> GIVEN PASSAGE:
Content starts

Abstract
CoRegNet is an R/Bioconductor package to analyze large-scale transcriptomic data by highlighting sets of co-regulators. Based on a transcriptomic dataset, CoRegNet can be used to: reconstruct a large-scale co-regulatory network, integrate regulation evidences such as transcription factor binding sites and ChIP data, estimate sample-specific regulator activity, identify cooperative transcription factors and analyze the sample-specific combinations of active regulators through an interactive visualization tool. In this study CoRegNet was used to identify driver regulators of bladder cancer.
Availability: CoRegNet is available at http://bioconductor.org/packages/CoRegNet
Contact: remy.nicolle@issb.genopole.fr or mohamed.elati@issb.genopole.fr
Supplementary information: Supplementary data are available at Bioinformatics online.
1 Introduction
Recent advances in genomics enabled the profiling of thousands of tumors by large consortia and individual laboratories. While the amount of data holds great promise for our understanding of tumorigenesis, these datasets necessitate efficient methodologies to extract valuable knowledge from them.
Transcriptomics is the most commonly available type of tumor large-scale data. The transcriptome reflects the genetic, epigenetic and environmental states of a tumor tissue and determines a great extent the phenotype of cells. Therefore, one of the first step towards the construction of a mechanistic model underlying cancer is the identification of the sets of transcription factors (TF) that actively maintain a malignant phenotype. This requires methodologies to model the tissue specificity of gene regulation by inferring trustful context-specific networks. More importantly, these models must take into account the complexity of mammalian gene regulation often involving the coordinated action of several TF (Panne, 2008).
To identify tumor-driving active regulatory circuits, we propose a Bioconductor (Huber et al., 2015) package named CoRegNet to (i) reconstruct a large-scale co-regulatory network from gene expression data and by integrating additional regulatory evidences such as TF Binding site and ChIP data, (ii) estimate the activity of each TF of the network in any given sample, (iii) predict sets of cooperative TF and (iv) identify sample-specific combination of active and driver TF using an interactive visualization tool integrating genomic aberrations. The proposed methods can be used as independent modules with alternative inputs such as networks inferred by other methods, experimentally defined networks or a different transcriptomic data for TF activity prediction and visualization (e.g. cell lines of same tissue). The following sections outline the functions of the CoRegNet package and its application to the characterization of the driver regulators of bladder cancer subtypes.

Content ends

Extracted records
Content starts

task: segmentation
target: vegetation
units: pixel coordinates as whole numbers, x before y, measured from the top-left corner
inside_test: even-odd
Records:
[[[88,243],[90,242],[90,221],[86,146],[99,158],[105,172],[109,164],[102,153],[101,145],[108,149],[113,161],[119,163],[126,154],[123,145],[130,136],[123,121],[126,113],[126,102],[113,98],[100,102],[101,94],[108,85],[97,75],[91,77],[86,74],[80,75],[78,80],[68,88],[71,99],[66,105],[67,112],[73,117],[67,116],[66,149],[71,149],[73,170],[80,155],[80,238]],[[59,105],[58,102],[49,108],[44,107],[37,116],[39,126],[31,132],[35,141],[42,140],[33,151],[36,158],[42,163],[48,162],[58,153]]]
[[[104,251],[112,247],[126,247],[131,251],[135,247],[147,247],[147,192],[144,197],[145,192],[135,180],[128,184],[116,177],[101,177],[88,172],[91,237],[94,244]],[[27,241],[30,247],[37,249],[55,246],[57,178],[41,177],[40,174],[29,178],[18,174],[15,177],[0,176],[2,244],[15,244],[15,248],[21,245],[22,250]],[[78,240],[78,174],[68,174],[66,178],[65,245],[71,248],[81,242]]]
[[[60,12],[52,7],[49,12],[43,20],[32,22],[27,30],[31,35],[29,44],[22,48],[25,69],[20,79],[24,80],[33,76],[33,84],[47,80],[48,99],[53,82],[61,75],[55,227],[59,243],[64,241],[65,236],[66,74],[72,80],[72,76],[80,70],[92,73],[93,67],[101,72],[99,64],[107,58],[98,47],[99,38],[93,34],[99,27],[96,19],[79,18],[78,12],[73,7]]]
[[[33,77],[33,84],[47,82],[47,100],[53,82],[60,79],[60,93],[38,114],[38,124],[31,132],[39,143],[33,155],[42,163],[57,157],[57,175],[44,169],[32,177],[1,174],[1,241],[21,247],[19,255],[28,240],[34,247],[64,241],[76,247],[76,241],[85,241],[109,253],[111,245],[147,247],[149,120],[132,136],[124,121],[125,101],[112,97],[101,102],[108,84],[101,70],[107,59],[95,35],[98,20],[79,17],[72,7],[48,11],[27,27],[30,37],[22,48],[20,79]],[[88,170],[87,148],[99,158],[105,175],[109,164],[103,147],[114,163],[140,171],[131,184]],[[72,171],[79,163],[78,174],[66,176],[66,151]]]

Content ends

> WHAT YOU NEED TO DO:
**a.** Answer these questions using the CoRegNet passage:
(i) In this study, CoRegNet was used to identify driver regulators of which cancer?
(ii) What is named as the most commonly available type of tumor large-scale data?
(iii) What does mammalian gene regulation often involve, according to the passage?
**b.** Pick up the text on the CoRegNet package and continue it from its final sentence.

> RESULTS FOR EACH TASK:
**a.**
(i) Bladder cancer.
(ii) Transcriptomics.
(iii) The coordinated action of several transcription factors (TF).

**b.**
2 The CoRegNet application
Each following sections are detailed in the Supplementary Information file and the workflow is illustrated in Figure 1.
Fig. 1.

Analysis using the CoRegNet package. (a) A set of methods can be used to construct a network of cooperative TF from transcriptomic data using the h-Licorn algorithm and by integrating regulatory evidences. (b) A Shiny/Cytoscape web application is available to visually analyze the network and the datasets. (c) A dynamic heatmap shows the influence of all or only a selection of TF in all samples. (d) The view of the co-regulation network reflects the activity of each TF in the selected samples or sample subtype. (e) Copy number aberration (CNA) of TF can be integrated and will first display as a pie graph showing the proportion of each alteration status in either all samples or in the selected subtype. The selection of a single TF will display a multi-layer heatmap to visualize the relationship between sample phenotype and TF expression, activity and CNA
2.1 Regulatory network inference and refinement
To reconstruct a large-scale regulatory network from gene expression data, the CoRegNet package implements the h-Licorn algorithm (Chebil et al., 2014; Elati et al., 2007). Compared to current methods, h-Licorn focuses on the identification of cooperative regulators of genes. It was proven to have comparable TF-gene pairs prediction performance with state of the art methods in synthetic and Human datasets (Chebil et al., 2014) and to retrieve more plausible cooperative TF pairs in yeast (Elati et al., 2007, Lai et al., 2014) and Human datasets (see Supplementary Information). To obtain a trustful network, regulatory and co-regulatory interactions can be integrated as additional evidences. These can include any type of TF–gene interaction data to support regulatory interactions (e.g. ChIP-seq, TF binding site) and TF–TF interaction data to support cooperative interactions (e.g. protein interactions). The inferred network can then be refined by selecting a subset of the network that is enriched in these external regulatory and co-regulatory evidences using an integrative selection algorithm (Marbach et al., 2012).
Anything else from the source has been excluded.